## [Source text]
------------------------------------

Introduction
Leases are a common tool used by companies as an alternative to outright purchasing an asset. Let's explore the financial accounting concepts that pertain to simple operating and finance (capital) leases from the lessee's perspective (the lessee is paying the lessor to gain access to the item being leased). By simple lease we mean one that has a fixed payment amount for a specified number of periods. Notable amendments were made in 2018 which significantly impacted the way such leases were accounted for in financial statements starting from 2019.
We'll be discussing two primary types of leases:
- Operating Lease: This is essentially a rental lease, where the lessee rents the asset.
- Finance Lease: This arrangement is akin to a purchase, with the lessee essentially becoming the owner of the asset.
Subsequently, we will explore in detail the implications of these types of leases, along with how they are accounted for from a lessee's perspective.

------------------------------------

## [Exercise 1]
Decide whether each statement agrees with the lease accounting text, answering yes or no and quoting the deciding words: (a) An operating lease is described as essentially a rental lease. (b) The text treats leases from the lessor's perspective. (c) Amendments made in 2018 changed how such leases were accounted for in financial statements starting from 2019.
## [Exercise 2]
Reproduce word for word the passage of the lease accounting text starting with "Introduction" and going on through "of the asset.".
## [Exercise 3]
Write the next part of the lease accounting text, picking up after its final sentence.

## [Entries shown]
------------------------------------

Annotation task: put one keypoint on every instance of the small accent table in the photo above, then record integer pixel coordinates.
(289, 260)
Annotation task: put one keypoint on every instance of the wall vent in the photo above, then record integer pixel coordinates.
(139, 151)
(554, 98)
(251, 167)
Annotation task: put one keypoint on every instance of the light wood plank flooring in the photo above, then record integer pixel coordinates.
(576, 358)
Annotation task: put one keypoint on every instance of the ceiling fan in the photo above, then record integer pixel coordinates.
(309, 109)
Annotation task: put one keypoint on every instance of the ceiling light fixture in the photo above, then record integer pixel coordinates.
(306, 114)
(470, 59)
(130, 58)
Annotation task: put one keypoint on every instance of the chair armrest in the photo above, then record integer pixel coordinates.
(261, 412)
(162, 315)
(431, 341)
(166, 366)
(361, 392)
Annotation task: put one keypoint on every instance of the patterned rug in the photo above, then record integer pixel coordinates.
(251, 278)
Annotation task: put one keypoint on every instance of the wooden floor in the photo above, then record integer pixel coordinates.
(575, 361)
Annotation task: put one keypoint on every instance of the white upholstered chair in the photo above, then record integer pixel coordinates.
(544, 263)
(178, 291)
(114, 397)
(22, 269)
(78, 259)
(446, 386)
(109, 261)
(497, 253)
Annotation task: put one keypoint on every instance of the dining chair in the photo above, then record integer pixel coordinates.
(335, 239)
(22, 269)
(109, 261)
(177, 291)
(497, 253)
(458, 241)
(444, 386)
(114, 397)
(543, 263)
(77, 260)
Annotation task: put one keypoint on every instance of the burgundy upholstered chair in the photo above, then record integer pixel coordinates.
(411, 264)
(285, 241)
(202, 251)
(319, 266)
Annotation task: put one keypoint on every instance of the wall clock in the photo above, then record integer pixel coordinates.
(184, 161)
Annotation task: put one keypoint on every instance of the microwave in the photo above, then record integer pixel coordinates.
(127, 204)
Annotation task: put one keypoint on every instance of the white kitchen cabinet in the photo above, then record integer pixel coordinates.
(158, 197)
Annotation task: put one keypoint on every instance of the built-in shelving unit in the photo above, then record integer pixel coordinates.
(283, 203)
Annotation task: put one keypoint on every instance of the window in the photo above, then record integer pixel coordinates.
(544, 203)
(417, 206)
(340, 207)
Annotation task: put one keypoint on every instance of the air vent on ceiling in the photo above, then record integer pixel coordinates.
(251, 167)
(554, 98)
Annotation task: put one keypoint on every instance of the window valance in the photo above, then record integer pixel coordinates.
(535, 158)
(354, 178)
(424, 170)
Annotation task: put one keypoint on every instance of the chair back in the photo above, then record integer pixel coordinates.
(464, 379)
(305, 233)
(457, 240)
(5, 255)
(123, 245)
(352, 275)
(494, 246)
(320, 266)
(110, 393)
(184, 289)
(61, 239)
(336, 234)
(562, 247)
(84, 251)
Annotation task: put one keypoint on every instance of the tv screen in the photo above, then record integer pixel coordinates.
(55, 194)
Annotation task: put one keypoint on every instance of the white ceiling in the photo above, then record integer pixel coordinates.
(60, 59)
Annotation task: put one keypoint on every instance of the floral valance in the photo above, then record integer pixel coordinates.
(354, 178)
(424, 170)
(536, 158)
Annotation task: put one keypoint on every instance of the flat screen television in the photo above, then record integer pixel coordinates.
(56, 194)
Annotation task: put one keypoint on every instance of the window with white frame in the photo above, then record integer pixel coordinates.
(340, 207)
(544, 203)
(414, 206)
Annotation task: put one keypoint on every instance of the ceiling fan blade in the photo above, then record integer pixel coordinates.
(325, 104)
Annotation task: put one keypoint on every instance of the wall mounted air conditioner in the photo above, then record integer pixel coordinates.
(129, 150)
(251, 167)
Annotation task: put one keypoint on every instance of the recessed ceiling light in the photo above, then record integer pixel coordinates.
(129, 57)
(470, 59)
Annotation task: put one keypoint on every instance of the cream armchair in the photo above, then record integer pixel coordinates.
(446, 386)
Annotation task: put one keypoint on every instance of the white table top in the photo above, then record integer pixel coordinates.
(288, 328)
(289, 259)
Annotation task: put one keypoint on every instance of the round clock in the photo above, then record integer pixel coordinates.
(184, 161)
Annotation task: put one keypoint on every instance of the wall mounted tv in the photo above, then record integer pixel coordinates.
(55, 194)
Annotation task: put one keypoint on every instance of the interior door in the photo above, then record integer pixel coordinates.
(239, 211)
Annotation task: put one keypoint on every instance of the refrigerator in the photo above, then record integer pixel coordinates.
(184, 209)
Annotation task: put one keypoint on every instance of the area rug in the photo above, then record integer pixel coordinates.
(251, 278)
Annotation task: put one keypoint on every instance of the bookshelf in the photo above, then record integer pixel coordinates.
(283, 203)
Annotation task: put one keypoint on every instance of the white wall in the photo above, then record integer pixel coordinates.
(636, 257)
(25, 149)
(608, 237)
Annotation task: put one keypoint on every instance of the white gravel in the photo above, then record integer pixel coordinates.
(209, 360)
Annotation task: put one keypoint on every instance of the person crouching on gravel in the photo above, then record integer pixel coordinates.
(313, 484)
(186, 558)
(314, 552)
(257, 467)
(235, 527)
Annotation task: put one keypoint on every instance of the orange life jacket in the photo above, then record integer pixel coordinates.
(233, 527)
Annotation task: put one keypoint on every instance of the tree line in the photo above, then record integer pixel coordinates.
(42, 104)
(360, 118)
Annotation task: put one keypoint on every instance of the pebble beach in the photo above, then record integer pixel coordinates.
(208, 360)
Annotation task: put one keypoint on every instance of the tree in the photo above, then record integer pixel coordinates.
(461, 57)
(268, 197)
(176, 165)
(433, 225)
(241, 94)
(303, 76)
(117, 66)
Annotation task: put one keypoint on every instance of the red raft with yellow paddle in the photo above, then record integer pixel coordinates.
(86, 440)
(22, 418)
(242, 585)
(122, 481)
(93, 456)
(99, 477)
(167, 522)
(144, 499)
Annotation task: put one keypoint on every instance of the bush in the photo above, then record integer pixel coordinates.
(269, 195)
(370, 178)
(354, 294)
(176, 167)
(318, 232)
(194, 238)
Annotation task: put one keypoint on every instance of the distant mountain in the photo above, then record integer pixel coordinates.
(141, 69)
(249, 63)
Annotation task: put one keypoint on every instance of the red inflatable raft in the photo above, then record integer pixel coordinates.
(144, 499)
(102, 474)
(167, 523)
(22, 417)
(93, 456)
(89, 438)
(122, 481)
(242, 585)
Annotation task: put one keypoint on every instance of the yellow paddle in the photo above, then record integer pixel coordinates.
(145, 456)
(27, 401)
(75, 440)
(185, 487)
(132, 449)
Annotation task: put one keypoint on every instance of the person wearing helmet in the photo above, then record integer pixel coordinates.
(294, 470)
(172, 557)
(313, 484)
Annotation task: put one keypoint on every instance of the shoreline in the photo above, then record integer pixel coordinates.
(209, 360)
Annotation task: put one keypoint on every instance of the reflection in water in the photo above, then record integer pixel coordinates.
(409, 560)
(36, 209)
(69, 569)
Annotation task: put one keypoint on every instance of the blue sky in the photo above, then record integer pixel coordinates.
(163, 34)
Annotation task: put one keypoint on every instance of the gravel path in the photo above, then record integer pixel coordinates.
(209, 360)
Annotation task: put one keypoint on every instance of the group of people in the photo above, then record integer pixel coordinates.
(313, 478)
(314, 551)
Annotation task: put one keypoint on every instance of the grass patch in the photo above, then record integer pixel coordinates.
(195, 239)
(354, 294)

------------------------------------

## [Exercise result 1]
(a) Yes: "This is essentially a rental lease, where the lessee rents the asset."
(b) No: "simple operating and finance (capital) leases from the lessee's perspective"
(c) Yes: "Notable amendments were made in 2018 which significantly impacted the way such leases were accounted for in financial statements starting from 2019."

## [Exercise result 2]
Introduction
Leases are a common tool used by companies as an alternative to outright purchasing an asset. Let's explore the financial accounting concepts that pertain to simple operating and finance (capital) leases from the lessee's perspective (the lessee is paying the lessor to gain access to the item being leased). By simple lease we mean one that has a fixed payment amount for a specified number of periods. Notable amendments were made in 2018 which significantly impacted the way such leases were accounted for in financial statements starting from 2019.
We'll be discussing two primary types of leases:
- Operating Lease: This is essentially a rental lease, where the lessee rents the asset.
- Finance Lease: This arrangement is akin to a purchase, with the lessee essentially becoming the owner of the asset.

## [Exercise result 3]
Why Companies Choose Leasing
When a company needs to access plant, property or equipment for revenue generation, it has several alternatives. The company can either purchase the asset outright, or opt for a lease. Each option also includes various options and considerations.
As shown in the table below, there are various factors to consider when choosing between buying or leasing. Generally, leasing requires less upfront capital and provides greater flexibility, which includes options to exit the lease. Furthermore, leasing usually has a less stringent credit requirement due to the lower initial investment and the lessor's capacity to repossess.
Comparing the Advantages and Disadvantages of Buying vs. Leasing
Buy | Lease | |
---|---|---|
Initial Investment | Higher | Lower |
Credit Quality Requirement | Higher | Lower |
Flexibility / Options | Limited | Greater |
Option to Depreciate | Yes | No |
Accounting Treatment | Accounted as Long-Term Debt | Treated as Lease Obligation |
Revised Accounting Standards for Leases (2018)
Effective from December 15, 2018, the standard for lease accounting was updated. Consequently, a liability for a lease must now be included on the balance sheet. This contrasts with the old standard where certain leases were excluded from the balance sheet, considered as 'off-balance sheet' items.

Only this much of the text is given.